[Point annotations for photos]
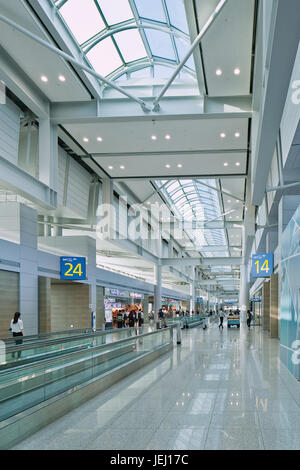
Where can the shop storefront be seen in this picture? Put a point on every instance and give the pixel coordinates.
(115, 300)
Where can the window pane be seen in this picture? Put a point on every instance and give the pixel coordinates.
(151, 9)
(182, 48)
(130, 45)
(83, 18)
(160, 44)
(104, 57)
(177, 14)
(115, 11)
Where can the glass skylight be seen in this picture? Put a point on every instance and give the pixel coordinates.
(123, 36)
(191, 200)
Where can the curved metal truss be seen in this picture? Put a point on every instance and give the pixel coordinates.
(148, 30)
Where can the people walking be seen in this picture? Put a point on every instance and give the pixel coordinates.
(17, 329)
(221, 316)
(249, 318)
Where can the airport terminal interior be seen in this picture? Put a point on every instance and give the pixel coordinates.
(149, 225)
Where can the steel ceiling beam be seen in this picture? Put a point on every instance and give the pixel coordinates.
(175, 107)
(73, 61)
(195, 43)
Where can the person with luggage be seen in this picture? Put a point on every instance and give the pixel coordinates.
(249, 318)
(221, 316)
(120, 319)
(131, 318)
(17, 330)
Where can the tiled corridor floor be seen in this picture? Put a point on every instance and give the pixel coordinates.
(218, 390)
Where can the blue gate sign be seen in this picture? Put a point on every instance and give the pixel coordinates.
(72, 268)
(262, 265)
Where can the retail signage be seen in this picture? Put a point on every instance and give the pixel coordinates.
(118, 293)
(135, 295)
(262, 265)
(72, 268)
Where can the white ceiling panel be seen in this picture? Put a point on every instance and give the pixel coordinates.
(228, 46)
(120, 137)
(191, 165)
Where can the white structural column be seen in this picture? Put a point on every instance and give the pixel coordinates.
(192, 290)
(91, 276)
(244, 291)
(106, 212)
(28, 288)
(48, 153)
(157, 289)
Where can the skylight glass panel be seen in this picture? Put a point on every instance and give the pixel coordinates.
(115, 11)
(177, 14)
(160, 44)
(104, 57)
(161, 71)
(151, 9)
(83, 19)
(131, 45)
(182, 48)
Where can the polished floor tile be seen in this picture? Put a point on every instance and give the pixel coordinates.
(218, 390)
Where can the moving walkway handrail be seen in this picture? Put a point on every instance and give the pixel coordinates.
(63, 339)
(79, 353)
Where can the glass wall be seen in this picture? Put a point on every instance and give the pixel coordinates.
(290, 296)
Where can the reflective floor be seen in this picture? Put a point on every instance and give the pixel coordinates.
(219, 390)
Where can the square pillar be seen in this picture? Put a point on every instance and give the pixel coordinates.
(266, 306)
(274, 310)
(28, 296)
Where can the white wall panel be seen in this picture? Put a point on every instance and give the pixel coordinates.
(78, 189)
(9, 132)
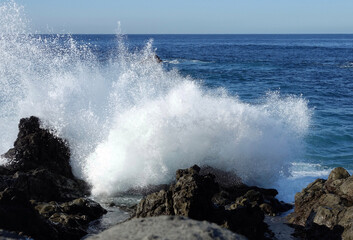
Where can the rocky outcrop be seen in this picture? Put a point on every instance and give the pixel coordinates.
(167, 227)
(324, 209)
(197, 195)
(39, 195)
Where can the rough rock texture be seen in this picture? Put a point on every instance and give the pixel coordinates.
(200, 197)
(324, 209)
(39, 195)
(167, 227)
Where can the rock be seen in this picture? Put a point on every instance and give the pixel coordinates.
(191, 196)
(6, 235)
(167, 227)
(338, 173)
(43, 185)
(324, 209)
(39, 195)
(38, 148)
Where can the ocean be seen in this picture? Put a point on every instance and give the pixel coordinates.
(277, 110)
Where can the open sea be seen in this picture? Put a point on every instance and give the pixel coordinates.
(275, 109)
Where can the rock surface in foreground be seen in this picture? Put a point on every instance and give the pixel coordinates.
(200, 197)
(167, 227)
(324, 209)
(39, 195)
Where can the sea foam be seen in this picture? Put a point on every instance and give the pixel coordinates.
(130, 122)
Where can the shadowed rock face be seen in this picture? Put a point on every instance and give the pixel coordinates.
(324, 209)
(193, 195)
(38, 148)
(39, 195)
(167, 227)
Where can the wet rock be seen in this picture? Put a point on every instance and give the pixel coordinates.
(191, 196)
(39, 195)
(38, 148)
(167, 227)
(324, 209)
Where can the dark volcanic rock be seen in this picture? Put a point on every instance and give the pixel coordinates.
(38, 148)
(324, 209)
(167, 227)
(36, 185)
(191, 196)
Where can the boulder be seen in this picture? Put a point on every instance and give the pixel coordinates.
(39, 195)
(167, 227)
(191, 196)
(39, 148)
(324, 209)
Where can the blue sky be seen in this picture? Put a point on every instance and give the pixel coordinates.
(191, 16)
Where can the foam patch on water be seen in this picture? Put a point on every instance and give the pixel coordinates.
(130, 122)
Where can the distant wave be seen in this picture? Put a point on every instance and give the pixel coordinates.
(131, 122)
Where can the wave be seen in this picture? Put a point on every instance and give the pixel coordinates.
(130, 122)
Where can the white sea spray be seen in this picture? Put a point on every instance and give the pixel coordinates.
(130, 122)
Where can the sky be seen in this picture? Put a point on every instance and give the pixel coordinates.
(190, 16)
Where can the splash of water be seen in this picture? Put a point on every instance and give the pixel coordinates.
(129, 121)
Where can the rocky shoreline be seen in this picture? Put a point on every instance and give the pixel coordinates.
(40, 198)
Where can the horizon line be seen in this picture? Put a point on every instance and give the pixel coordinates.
(194, 33)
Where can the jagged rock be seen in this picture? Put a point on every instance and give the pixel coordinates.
(167, 227)
(36, 185)
(324, 209)
(38, 148)
(191, 196)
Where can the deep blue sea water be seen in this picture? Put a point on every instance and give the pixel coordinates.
(318, 67)
(132, 122)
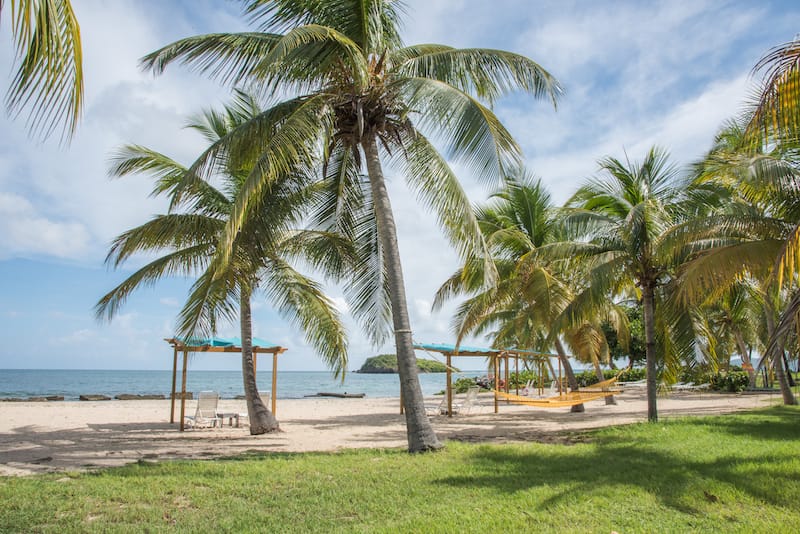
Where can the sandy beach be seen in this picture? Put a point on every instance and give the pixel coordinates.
(38, 437)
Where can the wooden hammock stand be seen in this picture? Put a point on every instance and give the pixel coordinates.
(499, 367)
(178, 345)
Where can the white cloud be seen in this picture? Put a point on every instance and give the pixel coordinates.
(636, 74)
(24, 231)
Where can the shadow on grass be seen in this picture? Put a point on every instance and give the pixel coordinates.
(775, 423)
(614, 461)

§ Prompt: Output the records exactly as they appear, beginning with the line that contains "Where can the white cloud" and continuing through the end of the records.

§ Result of the task:
Where can the white cloud be seen in this picture? Put a point on every instance and give the pixel coordinates.
(636, 74)
(24, 231)
Where can the shadow on grass be seen in this picture? Put a point on every instance and give the pixel coordinates.
(775, 423)
(614, 461)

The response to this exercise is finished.